Available data start

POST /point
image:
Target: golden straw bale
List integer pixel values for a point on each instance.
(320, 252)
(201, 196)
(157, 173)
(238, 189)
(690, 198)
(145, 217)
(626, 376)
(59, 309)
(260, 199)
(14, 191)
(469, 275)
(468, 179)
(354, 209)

Available data end

**Exercise brief:** Recast all of the data above as a numbered list, omitting any blank lines.

**Result of the exercise:**
1. POST /point
2. image:
3. Target: golden straw bale
4. List integer pixel values for a point on each instance.
5. (320, 252)
6. (201, 196)
7. (157, 173)
8. (238, 189)
9. (690, 198)
10. (145, 217)
11. (626, 376)
12. (59, 309)
13. (260, 199)
14. (14, 191)
15. (469, 275)
16. (468, 179)
17. (354, 209)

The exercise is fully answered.